# Try it
Copy the passage about door-to-door deliveries word for word, from "Although my parents" to "her favorite utensils.".

# Passage
------------------------------

I can’t begin to count the number of times my mother would call to me and ask me to see who was at the door. Growing up in the late forties and throughout the fifties, I experienced a lifestyle that had virtually disappeared.
Although we had a variety of small shops within easy walking distance of our home, many businesses went above and beyond the call of duty to win us over as customers.
There were three major newspapers in Pittsburgh back then: The Press, The Post-Gazette, and The Sun-Telegraph. All three offered jobs to young boys to deliver the papers door to door. We subscribed to The Press. The daily papers cost five cents and the Sunday edition was twenty cents. Once a week a boy came knocking on the door to collect the fifty cents we owed him.
For home milk delivery, we had a choice of Meadow Gold, Harmony, or Otto’s Dairy. My Uncle Tom worked for Meadow Gold, so they won our business. Of course, if we ran out between deliveries, we could always stop one of the other company’s drivers and get whatever we needed. I know they sold regular milk, buttermilk, chocolate milk, half and half, and whipping cream. They may have also sold eggs and butter. My memory is a bit weak in that regard,
Once a week a truck – I believe it was Brandi’s Cleaners – came by with laundered shirts for my older brothers. That same company did dry cleaning, but for whatever reason, we always took our dry cleaning down to Mr. Swartz.
The mail man came once a day except when they delivered twice a day in the weeks leading up to Christmas. Of course, we were paying the princely sum of three or four cents for first class mail back in those days.
In the years following the depression, insurance companies began selling policies that had weekly premiums. My parents had policies on themselves as well as me and my siblings. Each policy cost anywhere from ten to twenty cents per week, and a man came by once a week to collect the money. The thing I remember most about him was his smelly cigars. He never gave a thought to leaving the thing outside before he walked right in and announced his presence.
I’m not sure how often another old man came buy. He would drive his ancient truck slowly up and down every alley and street yelling, “Rag Man!” I don’t think my parents ever had anything to give or sell to him, so I’m not sure how his business operated. Looking in the back of his truck made me believe he’d take just about anything… including rags.
For the first few years of my life, we’d see the man in the coal truck making his deliveries. Our house was equipped with a coal chute that led to the coal cellar. My father had to carry buckets of coal from that cellar to the main cellar to keep the furnace going in the winter. Later, after we converted to a gas furnace, we used that cellar to store fruits and vegetables my mother had ‘canned’ in Mason jars.
As I recall, the men who delivered coal in the winter were the same fellows who delivered ice in the summer. While I did encounter a few ice boxes at summer cottages, my family had already moved up in the world and we had a Frigidaire during my early childhood.
Another frequent visitor was a blind man who sold various housewares such as dish towels, combs, brushes, and the like. Some people called him a drummer. As a child, I could never understand that term; I never did see his drum.
I was always fascinated how he was able to negotiate the sidewalks and steps using a long white cane with a red tip. My mother usually bought something from him simply because he was making an effort to earn his own living and not relying on charity.
Although my parents had a reasonable supply of whet stones and strops, when the man with the grindstone came around to sharpen scissors and knives, my mother usually let him sharpen her favorite utensils.

------------------------------

# Information provided

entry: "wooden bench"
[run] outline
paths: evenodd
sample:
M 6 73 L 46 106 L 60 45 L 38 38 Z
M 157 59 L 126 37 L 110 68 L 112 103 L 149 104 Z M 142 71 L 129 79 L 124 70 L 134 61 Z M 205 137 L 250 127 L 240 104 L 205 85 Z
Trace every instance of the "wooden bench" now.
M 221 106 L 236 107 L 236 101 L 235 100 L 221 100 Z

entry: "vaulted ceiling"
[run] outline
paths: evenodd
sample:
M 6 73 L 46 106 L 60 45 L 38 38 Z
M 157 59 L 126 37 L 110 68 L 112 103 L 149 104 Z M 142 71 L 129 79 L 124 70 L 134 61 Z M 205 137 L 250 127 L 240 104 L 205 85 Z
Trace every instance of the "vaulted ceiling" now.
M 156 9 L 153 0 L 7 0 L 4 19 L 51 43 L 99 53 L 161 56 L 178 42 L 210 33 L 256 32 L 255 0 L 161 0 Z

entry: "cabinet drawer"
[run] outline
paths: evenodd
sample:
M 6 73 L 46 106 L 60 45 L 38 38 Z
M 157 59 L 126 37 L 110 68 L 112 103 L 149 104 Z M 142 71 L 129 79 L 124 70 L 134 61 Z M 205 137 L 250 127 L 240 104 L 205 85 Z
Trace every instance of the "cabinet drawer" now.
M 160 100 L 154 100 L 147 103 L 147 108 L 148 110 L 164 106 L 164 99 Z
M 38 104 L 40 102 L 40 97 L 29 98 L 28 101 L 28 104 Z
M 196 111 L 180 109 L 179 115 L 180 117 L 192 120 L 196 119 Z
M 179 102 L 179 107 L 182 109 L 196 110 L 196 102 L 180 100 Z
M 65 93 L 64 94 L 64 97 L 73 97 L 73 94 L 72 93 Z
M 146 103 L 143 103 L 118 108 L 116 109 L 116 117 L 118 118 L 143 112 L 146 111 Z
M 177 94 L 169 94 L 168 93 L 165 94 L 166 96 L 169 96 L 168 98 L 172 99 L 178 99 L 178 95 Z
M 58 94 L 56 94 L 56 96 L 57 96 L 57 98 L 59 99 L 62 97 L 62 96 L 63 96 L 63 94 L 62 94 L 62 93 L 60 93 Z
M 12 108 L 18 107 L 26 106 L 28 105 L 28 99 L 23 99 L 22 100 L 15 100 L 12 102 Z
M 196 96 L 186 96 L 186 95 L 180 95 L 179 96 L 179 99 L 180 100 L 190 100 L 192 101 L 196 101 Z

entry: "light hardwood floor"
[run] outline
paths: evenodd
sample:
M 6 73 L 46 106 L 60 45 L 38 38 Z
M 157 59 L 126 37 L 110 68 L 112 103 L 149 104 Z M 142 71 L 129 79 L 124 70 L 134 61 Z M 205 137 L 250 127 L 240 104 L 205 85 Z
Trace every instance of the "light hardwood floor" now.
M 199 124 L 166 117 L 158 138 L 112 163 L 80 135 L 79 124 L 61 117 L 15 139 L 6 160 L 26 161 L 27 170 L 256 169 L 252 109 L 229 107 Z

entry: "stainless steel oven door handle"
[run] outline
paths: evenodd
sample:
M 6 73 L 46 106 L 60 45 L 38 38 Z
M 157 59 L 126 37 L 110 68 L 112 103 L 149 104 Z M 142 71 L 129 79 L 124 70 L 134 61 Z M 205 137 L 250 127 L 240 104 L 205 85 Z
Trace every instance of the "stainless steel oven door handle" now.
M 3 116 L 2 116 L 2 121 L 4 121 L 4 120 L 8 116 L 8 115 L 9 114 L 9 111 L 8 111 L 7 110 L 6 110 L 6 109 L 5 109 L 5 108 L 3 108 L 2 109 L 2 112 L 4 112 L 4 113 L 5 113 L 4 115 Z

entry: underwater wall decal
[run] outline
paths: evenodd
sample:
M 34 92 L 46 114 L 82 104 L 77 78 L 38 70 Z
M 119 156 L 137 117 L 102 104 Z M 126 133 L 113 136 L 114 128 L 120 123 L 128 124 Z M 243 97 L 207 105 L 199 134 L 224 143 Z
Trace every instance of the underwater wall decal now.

------------------------------

# The answer
Although my parents had a reasonable supply of whet stones and strops, when the man with the grindstone came around to sharpen scissors and knives, my mother usually let him sharpen her favorite utensils.